_TEKS BACAAN_
ORIENTALIS DAN SEJARAH INDONESIA
Sejarah membuktikan, penjajah Belanda datang ke Indonesia bukan hanya mengeksploitasi kekayaan alam. Tapi, mereka juga berharap bisa menghilangkan pengaruh Islam terhadap bangsa Indonesia. Bersama para orientalisnya, kaum kolonial Belanda berusaha memperkecil arti dan peran Islam dalam sejarah Melayu-Indonesia. Dalam bukunya Nederland en de Islam (hlm. 1), tokoh orientalis Belanda, Christian Snouck Hurgronje mengatakan bahwa Islam baru masuk ke kepulauan Indonesia pada abad XIII setelah mencapai evolusinya yang lengkap. Snouck Hurgronje juga menyatakan dalam bukunya, Arabie en Oost Indie (hlm. 22), bahwa orang Islam di Indonesia sebenarnya hanya tampaknya saja memeluk Islam dan hanya di permukaan kehidupan mereka ditutupi agama ini. Ibarat berselimutkan kain dengan lubang-lubang besar, tampak keaslian sebenarnya, yang bukan Islam. Orientalis lain, J.C. Van Leur, bahkan menyimpulkan bahwa Islam tidak membawa perubahan mendasar sedikit pun di kepulauan Melayu-Indonesia dan tidak juga perabadan yang lebih luhur daripada peradaban yang sudah ada.
Benarkah Islam hanya merupakan penampilan luar dan tidak membawa perubahan mendasar bagi masyarakat Melayu-Indonesia? Snouck Hurgronje datang ke Indonesia pada 1889 di saat umat Islam Indonesia memasuki masa transisi. Akhir abad XIX mulai terjadi kebangkitan agama di kalangan umat Islam. Ketakutan Pemerintah Hindia Belanda terhadap kebangkitan Islam melatarbelakangi pengangkatan Snouck Hurgronje sebagai penasihat pemerintah untuk urusan pribumi dan Islam. Proses Islamisasi di kepulauan Melayu-Indonesia, menurut pakar sejarah Melayu, Syed Muhammad Naquib Al-Attas, mengalami kemunduruan sejak datangnya kolonialisme Barat. Sebagaimana orientalis lainnya, Snouck Hurgronje menilai umat Islam dari praktek-praktek mereka pada saat kemunduran itu, sehingga memberikan pemahaman keliru tentang Islam.
Di mana Islam?

_TUGAS YANG DIBERIKAN A_
Jawablah pertanyaan berikut berdasarkan teks tentang orientalis dan sejarah Indonesia.
(i) Menurut Snouck Hurgronje dalam bukunya Nederland en de Islam, pada abad berapa Islam masuk ke kepulauan Indonesia?
(ii) Pada tahun berapa Snouck Hurgronje datang ke Indonesia?
(iii) Sebagai apa Snouck Hurgronje diangkat oleh Pemerintah Hindia Belanda?
Teks bacaan dan catatan di sini diambil dari sumber yang berbeda.

_DATA MASUKAN_
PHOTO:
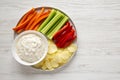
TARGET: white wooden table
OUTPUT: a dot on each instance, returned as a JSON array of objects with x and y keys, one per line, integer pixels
[{"x": 98, "y": 28}]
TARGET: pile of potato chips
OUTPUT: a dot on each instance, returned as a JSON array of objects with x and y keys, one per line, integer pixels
[{"x": 56, "y": 56}]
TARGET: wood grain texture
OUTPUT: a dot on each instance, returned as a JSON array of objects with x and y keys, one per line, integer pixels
[{"x": 98, "y": 28}]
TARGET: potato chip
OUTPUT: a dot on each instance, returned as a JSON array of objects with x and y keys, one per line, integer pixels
[
  {"x": 52, "y": 48},
  {"x": 54, "y": 64},
  {"x": 72, "y": 48}
]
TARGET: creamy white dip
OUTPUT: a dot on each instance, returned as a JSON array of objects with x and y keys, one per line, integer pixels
[{"x": 30, "y": 47}]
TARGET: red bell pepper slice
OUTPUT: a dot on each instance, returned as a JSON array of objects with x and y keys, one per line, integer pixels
[{"x": 68, "y": 37}]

_TUGAS YANG DIBERIKAN B_
Salin ulang kata demi kata baris-baris dalam catatan, mulai dari baris yang memuat "TARGET: wood grain texture" sampai akhir catatan, termasuk kedua batasnya.

_HASIL LATIHAN A_
(i) Pada abad XIII.
(ii) Pada tahun 1889.
(iii) Sebagai penasihat pemerintah untuk urusan pribumi dan Islam.

_HASIL LATIHAN B_
TARGET: wood grain texture
OUTPUT: a dot on each instance, returned as a JSON array of objects with x and y keys, one per line, integer pixels
[{"x": 98, "y": 28}]
TARGET: potato chip
OUTPUT: a dot on each instance, returned as a JSON array of objects with x and y keys, one per line, integer pixels
[
  {"x": 52, "y": 48},
  {"x": 54, "y": 64},
  {"x": 72, "y": 48}
]
TARGET: creamy white dip
OUTPUT: a dot on each instance, returned as a JSON array of objects with x and y keys, one per line, integer pixels
[{"x": 30, "y": 47}]
TARGET: red bell pepper slice
OUTPUT: a dot on each instance, returned as a JSON array of objects with x and y keys, one per line, integer pixels
[{"x": 68, "y": 37}]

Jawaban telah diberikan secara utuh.